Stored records
#####
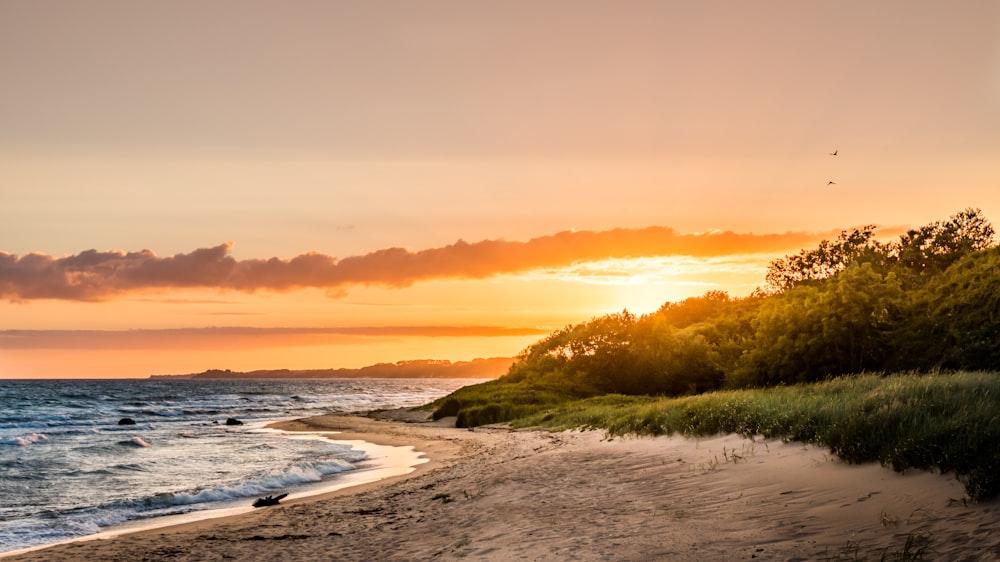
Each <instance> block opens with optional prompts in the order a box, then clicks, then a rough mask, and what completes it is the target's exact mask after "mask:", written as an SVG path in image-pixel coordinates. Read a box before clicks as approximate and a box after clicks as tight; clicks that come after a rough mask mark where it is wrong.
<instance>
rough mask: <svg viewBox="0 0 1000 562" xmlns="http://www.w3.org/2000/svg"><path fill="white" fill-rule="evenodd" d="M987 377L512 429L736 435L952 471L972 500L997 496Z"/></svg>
mask: <svg viewBox="0 0 1000 562" xmlns="http://www.w3.org/2000/svg"><path fill="white" fill-rule="evenodd" d="M997 375H998V374H997V373H996V372H961V373H952V374H940V373H937V374H928V375H917V374H908V375H894V376H882V375H878V374H865V375H856V376H851V377H841V378H838V379H833V380H829V381H824V382H819V383H812V384H803V385H795V386H781V387H776V388H770V389H757V390H732V391H717V392H712V393H706V394H701V395H697V396H686V397H679V398H651V397H626V396H620V395H609V396H600V397H595V398H590V399H585V400H578V401H574V402H568V403H565V404H564V405H563V406H561V407H559V408H558V409H549V410H546V411H540V412H538V413H536V414H534V415H532V416H529V417H526V418H523V419H519V420H517V421H516V422H515V426H517V427H532V426H541V427H551V428H555V429H568V428H574V427H578V428H586V429H596V428H600V429H604V430H606V431H607V432H608V434H609V435H611V436H625V435H669V434H673V433H680V434H684V435H692V436H698V435H717V434H725V433H736V434H740V435H744V436H747V437H755V436H763V437H766V438H780V439H784V440H789V441H802V442H806V443H815V444H821V445H824V446H827V447H829V448H830V450H831V451H832V452H833V453H835V454H836V455H837V456H838V457H840V458H841V459H843V460H845V461H847V462H851V463H863V462H880V463H882V464H884V465H886V466H890V467H892V468H893V469H895V470H897V471H904V470H909V469H921V470H931V469H934V470H938V471H940V472H941V473H953V474H955V475H956V476H957V477H958V478H959V479H960V480H961V481H962V483H963V484H964V485H965V487H966V491H967V492H968V494H969V496H970V497H971V498H973V499H984V498H990V497H993V496H996V495H998V494H1000V477H998V476H997V475H1000V424H997V423H996V420H997V419H1000V376H997Z"/></svg>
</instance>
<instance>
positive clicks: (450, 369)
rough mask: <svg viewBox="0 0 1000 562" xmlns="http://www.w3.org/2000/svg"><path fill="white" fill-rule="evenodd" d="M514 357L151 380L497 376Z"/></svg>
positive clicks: (509, 367)
mask: <svg viewBox="0 0 1000 562" xmlns="http://www.w3.org/2000/svg"><path fill="white" fill-rule="evenodd" d="M513 363H514V358H512V357H491V358H489V359H473V360H471V361H455V362H452V361H448V360H442V359H416V360H411V361H398V362H396V363H377V364H375V365H369V366H367V367H361V368H358V369H346V368H341V369H301V370H300V369H263V370H258V371H246V372H240V371H232V370H230V369H209V370H207V371H203V372H201V373H190V374H182V375H150V376H149V378H151V379H348V378H369V379H495V378H497V377H500V376H502V375H505V374H506V373H507V370H508V369H510V366H511V364H513Z"/></svg>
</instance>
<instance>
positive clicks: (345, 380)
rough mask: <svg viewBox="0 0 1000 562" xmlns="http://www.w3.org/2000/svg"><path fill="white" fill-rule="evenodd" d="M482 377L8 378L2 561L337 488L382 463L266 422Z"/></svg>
mask: <svg viewBox="0 0 1000 562" xmlns="http://www.w3.org/2000/svg"><path fill="white" fill-rule="evenodd" d="M478 382H482V381H481V380H479V379H309V380H303V379H299V380H197V379H176V380H173V379H130V380H8V381H4V380H0V553H2V552H9V551H12V550H20V549H24V548H29V547H34V546H39V545H46V544H52V543H56V542H60V541H64V540H67V539H73V538H77V537H83V536H87V535H93V534H96V533H100V532H104V531H107V530H109V529H114V528H118V527H120V526H122V525H125V524H128V525H136V524H142V523H143V522H149V521H152V520H158V519H157V518H164V517H172V516H178V515H182V514H191V513H192V512H196V511H202V510H213V509H216V510H221V509H225V508H232V507H234V506H247V505H249V504H250V503H251V502H252V499H251V498H255V497H258V496H261V495H269V494H274V493H279V492H281V493H284V492H289V493H293V494H294V493H296V492H301V493H304V492H308V491H319V490H320V489H323V488H328V487H333V486H335V485H336V484H337V482H338V480H344V479H349V478H350V477H351V475H352V474H353V473H354V472H357V471H363V470H364V469H365V468H366V467H367V466H369V465H371V464H372V463H373V460H372V459H370V458H369V454H368V450H367V449H366V448H364V447H358V446H356V444H350V443H346V442H338V441H336V436H335V435H329V434H327V435H320V436H313V438H308V439H306V438H302V436H297V435H295V434H289V433H283V432H275V431H272V430H266V429H264V426H265V425H267V424H269V423H271V422H274V421H277V420H283V419H289V418H299V417H306V416H313V415H320V414H326V413H335V412H340V413H349V412H363V411H370V410H375V409H386V408H398V407H412V406H418V405H422V404H426V403H428V402H430V401H432V400H434V399H436V398H439V397H441V396H444V395H446V394H448V393H450V392H452V391H454V390H455V389H457V388H459V387H462V386H465V385H468V384H474V383H478ZM122 418H131V419H132V420H134V421H135V425H119V420H121V419H122ZM228 418H235V419H237V420H239V421H241V422H243V425H226V420H227V419H228ZM220 513H221V512H220Z"/></svg>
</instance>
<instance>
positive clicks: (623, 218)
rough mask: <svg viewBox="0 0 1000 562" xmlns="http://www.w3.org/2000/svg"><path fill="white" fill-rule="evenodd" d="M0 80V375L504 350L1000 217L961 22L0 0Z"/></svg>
mask: <svg viewBox="0 0 1000 562" xmlns="http://www.w3.org/2000/svg"><path fill="white" fill-rule="evenodd" d="M0 76H3V77H4V79H3V82H4V86H3V88H0V298H2V299H3V301H2V302H0V378H12V377H53V376H59V377H84V376H86V377H96V376H146V375H148V374H152V373H178V372H193V371H200V370H203V369H207V368H231V369H237V370H249V369H256V368H282V367H288V368H320V367H352V366H362V365H367V364H371V363H375V362H380V361H397V360H403V359H416V358H442V359H454V360H464V359H471V358H474V357H486V356H507V355H514V354H516V353H517V352H518V351H520V350H521V349H523V348H524V347H525V346H526V345H528V344H530V343H531V342H533V341H536V340H537V339H538V338H539V337H541V335H543V334H545V333H546V332H547V331H548V330H551V329H554V328H559V327H561V326H563V325H565V324H567V323H575V322H580V321H584V320H587V319H589V318H591V317H593V316H596V315H600V314H604V313H607V312H612V311H618V310H621V309H623V308H628V309H629V310H631V311H633V312H638V313H642V312H650V311H652V310H655V309H656V308H658V307H659V305H661V304H662V303H663V302H665V301H667V300H680V299H683V298H685V297H687V296H692V295H699V294H702V293H703V292H704V291H706V290H709V289H722V290H726V291H729V292H730V293H731V294H733V295H740V296H742V295H745V294H747V293H749V292H750V291H751V290H752V289H753V288H754V287H755V286H757V285H759V284H761V283H762V282H763V271H764V267H765V266H766V264H767V262H768V261H769V260H770V259H773V258H775V257H780V256H782V255H785V254H788V253H794V252H796V251H798V250H799V249H800V248H804V247H809V246H811V245H814V244H815V243H816V242H817V241H818V240H819V239H822V238H830V237H832V236H835V235H836V232H837V231H839V229H842V228H850V227H853V226H857V225H861V224H868V223H873V224H877V225H880V226H882V227H884V230H885V231H887V232H894V231H896V230H897V229H898V228H899V227H905V226H919V225H922V224H926V223H928V222H931V221H934V220H941V219H946V218H947V217H948V216H950V215H951V214H953V213H955V212H957V211H959V210H961V209H964V208H966V207H970V206H971V207H977V208H981V209H982V210H983V213H984V214H985V215H986V216H987V217H988V218H990V219H992V220H994V221H996V220H998V217H1000V189H998V184H997V177H998V176H1000V166H998V164H997V162H998V160H997V158H996V155H997V154H1000V4H997V3H996V2H992V1H980V2H977V1H969V2H962V3H957V4H948V3H940V2H930V1H895V2H893V1H888V2H877V3H873V2H865V1H841V2H836V3H812V2H798V1H791V0H789V1H777V2H767V3H746V2H736V1H728V2H723V1H718V2H711V1H709V2H697V3H675V2H642V1H636V2H626V3H612V2H597V1H593V2H588V1H568V0H567V1H552V2H542V3H539V2H503V3H482V2H480V3H470V2H459V1H454V2H439V1H430V2H419V3H414V2H399V1H373V2H335V1H331V2H295V1H293V2H285V3H280V4H275V3H269V2H255V1H240V2H236V1H235V0H222V1H218V2H211V3H204V2H187V1H179V2H169V3H155V4H154V3H139V4H137V3H135V2H129V1H125V0H120V1H103V0H97V1H94V2H87V3H79V2H70V1H59V0H56V1H53V2H46V3H31V2H12V1H5V0H0ZM834 150H837V156H831V155H830V154H829V153H830V152H833V151H834ZM829 181H834V182H835V185H832V186H828V185H827V183H828V182H829Z"/></svg>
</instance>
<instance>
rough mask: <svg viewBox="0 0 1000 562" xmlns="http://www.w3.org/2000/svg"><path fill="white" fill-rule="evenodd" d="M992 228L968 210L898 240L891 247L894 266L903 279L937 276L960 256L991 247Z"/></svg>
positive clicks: (974, 212)
mask: <svg viewBox="0 0 1000 562" xmlns="http://www.w3.org/2000/svg"><path fill="white" fill-rule="evenodd" d="M993 234H994V233H993V226H992V225H991V224H990V222H989V221H988V220H986V218H985V217H983V215H982V211H980V210H979V209H972V208H968V209H965V210H964V211H961V212H959V213H956V214H955V215H953V216H952V217H951V218H950V219H948V220H947V221H944V222H941V221H935V222H932V223H930V224H928V225H926V226H923V227H921V228H919V229H915V230H910V231H908V232H907V233H906V234H904V235H902V236H900V238H899V242H898V243H897V244H895V245H894V247H893V254H894V261H895V263H896V264H897V265H898V266H900V267H901V268H903V269H904V270H906V272H907V274H908V276H907V278H908V279H909V280H911V281H912V279H913V278H914V277H915V276H920V275H927V274H937V273H940V272H942V271H944V270H945V269H947V268H948V266H950V265H951V264H953V263H955V262H956V261H958V260H959V259H961V258H962V257H963V256H966V255H968V254H970V253H972V252H977V251H980V250H985V249H987V248H989V247H991V246H992V245H993Z"/></svg>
#####
Print the rows from the beginning up to and including the line containing "377L512 429L736 435L952", with no pictures.

**Response to the task**
Each <instance> block opens with optional prompts in the order a box, then clicks, then a rough mask, and what completes it is the target's exact mask after "mask:", written as an SVG path in image-pixel coordinates. Read a box before clicks as approximate and a box after clicks as tight; clicks that come after a rough mask mark where it is wrong.
<instance>
rough mask: <svg viewBox="0 0 1000 562" xmlns="http://www.w3.org/2000/svg"><path fill="white" fill-rule="evenodd" d="M987 377L512 429L736 435L952 471L972 500L997 496Z"/></svg>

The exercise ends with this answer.